WRITTEN REQUEST
Would you write out the entries below, every one of them, exactly?

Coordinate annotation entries

━━━━━━━━━━━━━━━━━━━━━━━━━━━━━━

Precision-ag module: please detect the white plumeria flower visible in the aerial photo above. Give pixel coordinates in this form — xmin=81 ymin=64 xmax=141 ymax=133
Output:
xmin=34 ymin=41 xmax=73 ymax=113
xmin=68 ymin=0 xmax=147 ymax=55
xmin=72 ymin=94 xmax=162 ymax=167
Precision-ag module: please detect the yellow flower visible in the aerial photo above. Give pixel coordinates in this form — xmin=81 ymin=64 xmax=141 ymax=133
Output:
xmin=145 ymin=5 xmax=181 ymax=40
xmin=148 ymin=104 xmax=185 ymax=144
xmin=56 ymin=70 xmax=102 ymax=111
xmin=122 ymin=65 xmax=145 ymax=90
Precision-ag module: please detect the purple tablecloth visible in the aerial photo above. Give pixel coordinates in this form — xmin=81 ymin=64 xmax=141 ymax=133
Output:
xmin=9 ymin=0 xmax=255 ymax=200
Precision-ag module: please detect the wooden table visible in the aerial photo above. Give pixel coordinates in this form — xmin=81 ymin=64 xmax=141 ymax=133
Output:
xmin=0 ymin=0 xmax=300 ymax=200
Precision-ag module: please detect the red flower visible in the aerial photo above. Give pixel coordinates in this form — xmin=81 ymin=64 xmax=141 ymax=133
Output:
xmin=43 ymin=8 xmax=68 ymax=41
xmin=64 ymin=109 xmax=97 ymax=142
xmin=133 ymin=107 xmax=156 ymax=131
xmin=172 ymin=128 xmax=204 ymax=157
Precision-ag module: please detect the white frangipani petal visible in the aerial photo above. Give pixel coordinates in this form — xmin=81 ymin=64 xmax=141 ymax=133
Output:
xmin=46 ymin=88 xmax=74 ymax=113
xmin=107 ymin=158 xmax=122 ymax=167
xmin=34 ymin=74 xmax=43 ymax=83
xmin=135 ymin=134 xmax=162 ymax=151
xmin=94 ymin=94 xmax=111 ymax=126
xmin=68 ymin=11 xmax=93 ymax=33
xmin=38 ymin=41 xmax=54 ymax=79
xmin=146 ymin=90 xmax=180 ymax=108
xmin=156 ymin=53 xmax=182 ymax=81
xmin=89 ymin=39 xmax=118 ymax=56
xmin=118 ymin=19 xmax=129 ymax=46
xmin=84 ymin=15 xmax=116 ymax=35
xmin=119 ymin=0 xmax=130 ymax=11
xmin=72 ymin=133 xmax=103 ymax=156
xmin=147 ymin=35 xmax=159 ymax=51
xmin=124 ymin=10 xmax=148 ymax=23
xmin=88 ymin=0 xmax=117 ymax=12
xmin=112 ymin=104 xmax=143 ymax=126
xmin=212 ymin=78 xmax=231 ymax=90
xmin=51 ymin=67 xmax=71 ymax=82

━━━━━━━━━━━━━━━━━━━━━━━━━━━━━━

ANSWER FOR THIS EXERCISE
Precision-ag module: please detect the white plumeria flower visible in the aerial photo above. Give pixel coordinates in this form — xmin=81 ymin=64 xmax=141 ymax=133
Output:
xmin=34 ymin=41 xmax=73 ymax=113
xmin=68 ymin=0 xmax=147 ymax=55
xmin=72 ymin=94 xmax=162 ymax=167
Precision-ag module: please detect the yellow flower visible in the aerial photo above. Give pixel coordinates in this form — xmin=81 ymin=64 xmax=141 ymax=133
Output:
xmin=145 ymin=5 xmax=181 ymax=40
xmin=148 ymin=104 xmax=185 ymax=144
xmin=56 ymin=70 xmax=102 ymax=111
xmin=122 ymin=65 xmax=145 ymax=90
Precision-ag module: please detect the purple tablecloth visible in the aerial photo above. Give pixel coordinates in this form — xmin=81 ymin=64 xmax=141 ymax=133
Output:
xmin=9 ymin=0 xmax=255 ymax=200
Precision-ag module: please detect the wooden table visible in the aerial photo above. Give pixel coordinates in this form — xmin=81 ymin=64 xmax=141 ymax=133
Output:
xmin=0 ymin=0 xmax=300 ymax=200
Precision-ag module: please detect the red flower visible in the aerial photo above. Give pixel coordinates in this form — xmin=81 ymin=64 xmax=141 ymax=133
Output:
xmin=43 ymin=8 xmax=68 ymax=41
xmin=64 ymin=109 xmax=97 ymax=142
xmin=133 ymin=107 xmax=156 ymax=131
xmin=172 ymin=128 xmax=204 ymax=157
Precision-ag module: please detect the white frangipani petal visible in the aerial photo above. Give pixel coordinates in this form — xmin=81 ymin=64 xmax=141 ymax=133
Output:
xmin=46 ymin=88 xmax=74 ymax=113
xmin=107 ymin=158 xmax=122 ymax=167
xmin=34 ymin=74 xmax=43 ymax=83
xmin=135 ymin=134 xmax=162 ymax=151
xmin=94 ymin=94 xmax=111 ymax=126
xmin=68 ymin=11 xmax=93 ymax=33
xmin=38 ymin=41 xmax=54 ymax=79
xmin=146 ymin=90 xmax=180 ymax=108
xmin=156 ymin=53 xmax=182 ymax=81
xmin=89 ymin=39 xmax=118 ymax=56
xmin=118 ymin=19 xmax=129 ymax=46
xmin=84 ymin=15 xmax=116 ymax=35
xmin=119 ymin=0 xmax=130 ymax=11
xmin=72 ymin=133 xmax=103 ymax=156
xmin=147 ymin=35 xmax=159 ymax=51
xmin=124 ymin=10 xmax=148 ymax=23
xmin=88 ymin=0 xmax=117 ymax=12
xmin=112 ymin=104 xmax=143 ymax=126
xmin=212 ymin=78 xmax=231 ymax=90
xmin=51 ymin=67 xmax=71 ymax=82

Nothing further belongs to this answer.